● **Angezeigter Textauszug**:
Vielleicht aber ist inzwischen der gute alte Glaube an den trinitarischen Gott selbst auch nur noch ein antiquarischer Gegenstand – längst überholt –, und die Kirche muss sich nach etwas anderem umsehen als nach diesem alten, aus der Mode gekommenen und in einer bunten globalisierten Welt überflüssigen Glauben? Nach der richtigen ideologischen Gesinnung oder ethischen Haltung? Nach Seelenwellness oder nachhaltigem Lebensstil? Nach einem Leben, das in der Endlichkeit gelingen kann,4 wobei damit die Endlichkeit als Absolutum gesetzt wird, was letztlich nichts anderes ist als die Grundmaxime des Atheismus? Nach Patriotismus oder Totalitarismus? Nach einem Wohlfühlprotestantismus, der Sünde, Erlösung, Trinität nicht mehr kennen will?
Die Akzeptanz der Sündhaftigkeit des Menschen, die zu den christlichen Glaubenstatsachen gehört, stört in unserer hedonistischen Zeit nur. Also weg mit der Sünde, weg mit allem Kantigen, dem eigentlich Anspruchsvollen im Glauben!5 Weg mit Gottes Anspruch an uns. Selbst der Bischof von Rom, dessen nachsynodales Schreiben Amoris laetitia (»die Freude der Liebe«) durch seinen Vulgärsozialismus überrascht, will das Vaterunser abändern, um aus Gott eine Zeitgeistikone zu machen! Weg also mit der Zweinaturenlehre und dem Trinitätsaxiom, weg mit aller Transzendenz, her mit dem im Diesseits gelingenden Leben, das sich als Funktion einer totalitär-universalistischen Gesinnung im Alltag zur monolithischen Lebensnorm erhebt!

● **Aufgabe 1**:
Welche Zeilen der folgenden Einträge enthalten das Wort „flower“? Trage sie alle zusammen.

● **Bereitgestellte Daten**:
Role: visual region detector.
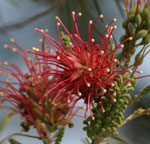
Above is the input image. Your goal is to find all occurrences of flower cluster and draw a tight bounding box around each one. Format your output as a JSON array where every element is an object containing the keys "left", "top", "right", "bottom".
[
  {"left": 0, "top": 39, "right": 73, "bottom": 139},
  {"left": 28, "top": 12, "right": 145, "bottom": 119},
  {"left": 0, "top": 12, "right": 150, "bottom": 142}
]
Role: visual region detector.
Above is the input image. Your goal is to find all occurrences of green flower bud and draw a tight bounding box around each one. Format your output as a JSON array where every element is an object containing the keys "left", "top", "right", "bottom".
[
  {"left": 142, "top": 19, "right": 150, "bottom": 30},
  {"left": 129, "top": 8, "right": 136, "bottom": 15},
  {"left": 135, "top": 53, "right": 143, "bottom": 65},
  {"left": 142, "top": 7, "right": 150, "bottom": 19},
  {"left": 130, "top": 78, "right": 137, "bottom": 86},
  {"left": 122, "top": 19, "right": 128, "bottom": 29},
  {"left": 137, "top": 29, "right": 148, "bottom": 38},
  {"left": 101, "top": 128, "right": 106, "bottom": 133},
  {"left": 128, "top": 22, "right": 135, "bottom": 34},
  {"left": 142, "top": 34, "right": 150, "bottom": 45},
  {"left": 127, "top": 87, "right": 134, "bottom": 92},
  {"left": 9, "top": 138, "right": 21, "bottom": 144},
  {"left": 120, "top": 35, "right": 129, "bottom": 42},
  {"left": 113, "top": 131, "right": 119, "bottom": 136},
  {"left": 135, "top": 14, "right": 142, "bottom": 25},
  {"left": 129, "top": 15, "right": 135, "bottom": 23}
]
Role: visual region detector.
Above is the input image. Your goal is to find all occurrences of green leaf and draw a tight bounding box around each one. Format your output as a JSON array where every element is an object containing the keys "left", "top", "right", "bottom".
[
  {"left": 0, "top": 112, "right": 13, "bottom": 132},
  {"left": 113, "top": 135, "right": 132, "bottom": 144},
  {"left": 82, "top": 138, "right": 90, "bottom": 144},
  {"left": 93, "top": 0, "right": 102, "bottom": 15},
  {"left": 8, "top": 138, "right": 21, "bottom": 144},
  {"left": 115, "top": 0, "right": 125, "bottom": 16}
]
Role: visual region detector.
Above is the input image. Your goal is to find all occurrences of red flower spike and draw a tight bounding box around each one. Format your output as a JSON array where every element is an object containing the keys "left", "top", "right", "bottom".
[
  {"left": 29, "top": 12, "right": 149, "bottom": 119},
  {"left": 0, "top": 37, "right": 76, "bottom": 139}
]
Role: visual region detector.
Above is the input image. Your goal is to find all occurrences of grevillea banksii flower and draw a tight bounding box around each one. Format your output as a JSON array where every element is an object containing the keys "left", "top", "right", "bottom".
[
  {"left": 29, "top": 12, "right": 150, "bottom": 119},
  {"left": 124, "top": 0, "right": 150, "bottom": 18},
  {"left": 0, "top": 38, "right": 77, "bottom": 139}
]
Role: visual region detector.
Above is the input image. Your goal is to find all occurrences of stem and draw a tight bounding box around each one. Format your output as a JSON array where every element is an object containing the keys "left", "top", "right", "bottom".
[
  {"left": 94, "top": 139, "right": 125, "bottom": 144},
  {"left": 118, "top": 108, "right": 150, "bottom": 128},
  {"left": 0, "top": 0, "right": 67, "bottom": 32},
  {"left": 0, "top": 133, "right": 40, "bottom": 143}
]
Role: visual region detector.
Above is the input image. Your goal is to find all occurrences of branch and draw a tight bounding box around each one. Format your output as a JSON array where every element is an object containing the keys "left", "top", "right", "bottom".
[
  {"left": 118, "top": 108, "right": 150, "bottom": 128},
  {"left": 94, "top": 139, "right": 125, "bottom": 144},
  {"left": 0, "top": 133, "right": 40, "bottom": 143},
  {"left": 0, "top": 2, "right": 58, "bottom": 32}
]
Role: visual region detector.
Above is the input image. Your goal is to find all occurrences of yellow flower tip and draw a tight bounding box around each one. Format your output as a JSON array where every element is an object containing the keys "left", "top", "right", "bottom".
[
  {"left": 105, "top": 34, "right": 109, "bottom": 38},
  {"left": 105, "top": 25, "right": 108, "bottom": 28},
  {"left": 113, "top": 92, "right": 117, "bottom": 96},
  {"left": 34, "top": 28, "right": 38, "bottom": 31},
  {"left": 12, "top": 48, "right": 17, "bottom": 52},
  {"left": 4, "top": 44, "right": 8, "bottom": 48},
  {"left": 113, "top": 99, "right": 116, "bottom": 102},
  {"left": 140, "top": 71, "right": 143, "bottom": 74},
  {"left": 114, "top": 59, "right": 118, "bottom": 62},
  {"left": 45, "top": 29, "right": 49, "bottom": 33},
  {"left": 32, "top": 47, "right": 36, "bottom": 51},
  {"left": 67, "top": 100, "right": 70, "bottom": 103},
  {"left": 100, "top": 50, "right": 104, "bottom": 54},
  {"left": 25, "top": 95, "right": 29, "bottom": 99},
  {"left": 103, "top": 89, "right": 107, "bottom": 93},
  {"left": 89, "top": 20, "right": 93, "bottom": 24},
  {"left": 123, "top": 8, "right": 127, "bottom": 11},
  {"left": 129, "top": 70, "right": 133, "bottom": 73},
  {"left": 57, "top": 56, "right": 60, "bottom": 60},
  {"left": 106, "top": 68, "right": 110, "bottom": 72},
  {"left": 4, "top": 61, "right": 8, "bottom": 65},
  {"left": 49, "top": 49, "right": 53, "bottom": 53},
  {"left": 55, "top": 16, "right": 58, "bottom": 20},
  {"left": 114, "top": 25, "right": 117, "bottom": 29},
  {"left": 39, "top": 101, "right": 42, "bottom": 105},
  {"left": 39, "top": 39, "right": 43, "bottom": 43},
  {"left": 113, "top": 18, "right": 117, "bottom": 22},
  {"left": 57, "top": 22, "right": 60, "bottom": 26},
  {"left": 102, "top": 109, "right": 105, "bottom": 113},
  {"left": 78, "top": 12, "right": 82, "bottom": 16},
  {"left": 88, "top": 68, "right": 92, "bottom": 71},
  {"left": 120, "top": 44, "right": 124, "bottom": 48},
  {"left": 92, "top": 116, "right": 95, "bottom": 120},
  {"left": 87, "top": 83, "right": 91, "bottom": 87},
  {"left": 75, "top": 34, "right": 78, "bottom": 37},
  {"left": 44, "top": 94, "right": 48, "bottom": 97},
  {"left": 51, "top": 101, "right": 54, "bottom": 105},
  {"left": 72, "top": 11, "right": 75, "bottom": 15},
  {"left": 78, "top": 92, "right": 82, "bottom": 96},
  {"left": 99, "top": 14, "right": 104, "bottom": 19},
  {"left": 92, "top": 39, "right": 95, "bottom": 42},
  {"left": 111, "top": 83, "right": 115, "bottom": 87},
  {"left": 28, "top": 57, "right": 32, "bottom": 61},
  {"left": 127, "top": 82, "right": 132, "bottom": 86},
  {"left": 10, "top": 38, "right": 15, "bottom": 43}
]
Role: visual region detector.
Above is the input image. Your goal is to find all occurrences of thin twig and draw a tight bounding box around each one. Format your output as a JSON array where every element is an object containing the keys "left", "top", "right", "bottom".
[
  {"left": 94, "top": 139, "right": 125, "bottom": 144},
  {"left": 0, "top": 133, "right": 40, "bottom": 143},
  {"left": 0, "top": 2, "right": 60, "bottom": 32},
  {"left": 118, "top": 108, "right": 150, "bottom": 128}
]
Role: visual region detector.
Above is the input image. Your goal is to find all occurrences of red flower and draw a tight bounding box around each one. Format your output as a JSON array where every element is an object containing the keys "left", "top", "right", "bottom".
[
  {"left": 27, "top": 12, "right": 146, "bottom": 119},
  {"left": 0, "top": 39, "right": 74, "bottom": 139}
]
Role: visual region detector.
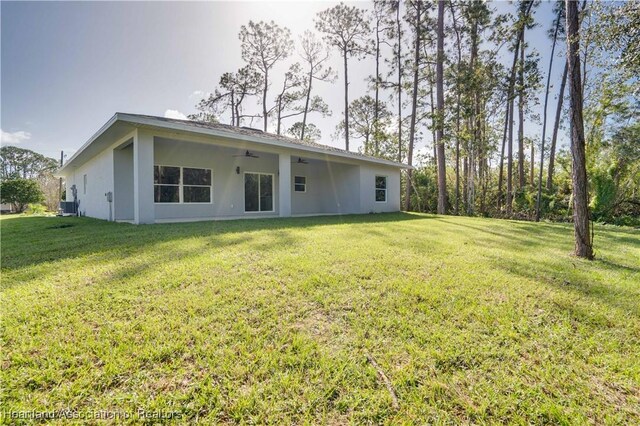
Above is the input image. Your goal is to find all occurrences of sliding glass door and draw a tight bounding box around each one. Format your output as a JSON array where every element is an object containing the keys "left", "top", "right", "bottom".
[{"left": 244, "top": 173, "right": 273, "bottom": 212}]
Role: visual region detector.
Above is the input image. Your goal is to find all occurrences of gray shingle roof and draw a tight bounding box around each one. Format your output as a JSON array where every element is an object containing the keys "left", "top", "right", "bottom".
[{"left": 118, "top": 113, "right": 407, "bottom": 167}]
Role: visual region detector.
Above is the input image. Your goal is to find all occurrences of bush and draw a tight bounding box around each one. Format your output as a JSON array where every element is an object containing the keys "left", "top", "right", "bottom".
[
  {"left": 0, "top": 178, "right": 44, "bottom": 212},
  {"left": 25, "top": 204, "right": 47, "bottom": 216}
]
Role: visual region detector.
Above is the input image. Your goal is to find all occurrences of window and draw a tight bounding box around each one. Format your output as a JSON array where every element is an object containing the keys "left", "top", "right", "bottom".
[
  {"left": 293, "top": 176, "right": 307, "bottom": 192},
  {"left": 153, "top": 166, "right": 212, "bottom": 203},
  {"left": 182, "top": 167, "right": 211, "bottom": 203},
  {"left": 376, "top": 176, "right": 387, "bottom": 203},
  {"left": 244, "top": 173, "right": 273, "bottom": 212}
]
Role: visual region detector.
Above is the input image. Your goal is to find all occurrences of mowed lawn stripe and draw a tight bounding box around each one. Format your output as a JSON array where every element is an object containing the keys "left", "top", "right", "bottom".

● **Aufgabe 2**:
Schreibe aus dem Textauszug über Glaube und Zeitgeist oben den Abschnitt zwischen „Die Akzeptanz der“ und „monolithischen Lebensnorm erhebt!“, beide eingeschlossen, wortgetreu ab.

● **Antwort 1**:
Above is the input image. Your goal is to find all occurrences of flower cluster and draw a tight bounding box around each one. Format your output as a JSON array where every element is an object containing the keys "left", "top", "right", "bottom".
Above is the input image. Your goal is to find all occurrences of green flower bud and draw a tight bounding box around each one. Format your output as a JSON array where every element is an object containing the keys "left", "top", "right", "bottom".
Above is the input image. Your goal is to find all occurrences of red flower spike and draw a tight bounding box around each one. Format your output as a JSON array where every element is an object containing the keys "left", "top", "right", "bottom".
Above is the input image. Your goal is to find all occurrences of grevillea banksii flower and draw a tight bounding box around each one. Format your output as a JSON array where every element is an object containing the keys "left", "top", "right", "bottom".
Above is the input image. Your goal is to find all occurrences of yellow flower tip and draw a tight bounding box around each one. Format your output as a JSON array where every element is an object containing the keys "left", "top", "right", "bottom".
Above is the input image. Your goal is to find all occurrences of red flower and draw a tight bounding box around each one. Format your output as a JSON array where every element is an object containing the keys "left", "top", "right", "bottom".

● **Antwort 2**:
Die Akzeptanz der Sündhaftigkeit des Menschen, die zu den christlichen Glaubenstatsachen gehört, stört in unserer hedonistischen Zeit nur. Also weg mit der Sünde, weg mit allem Kantigen, dem eigentlich Anspruchsvollen im Glauben!5 Weg mit Gottes Anspruch an uns. Selbst der Bischof von Rom, dessen nachsynodales Schreiben Amoris laetitia (»die Freude der Liebe«) durch seinen Vulgärsozialismus überrascht, will das Vaterunser abändern, um aus Gott eine Zeitgeistikone zu machen! Weg also mit der Zweinaturenlehre und dem Trinitätsaxiom, weg mit aller Transzendenz, her mit dem im Diesseits gelingenden Leben, das sich als Funktion einer totalitär-universalistischen Gesinnung im Alltag zur monolithischen Lebensnorm erhebt!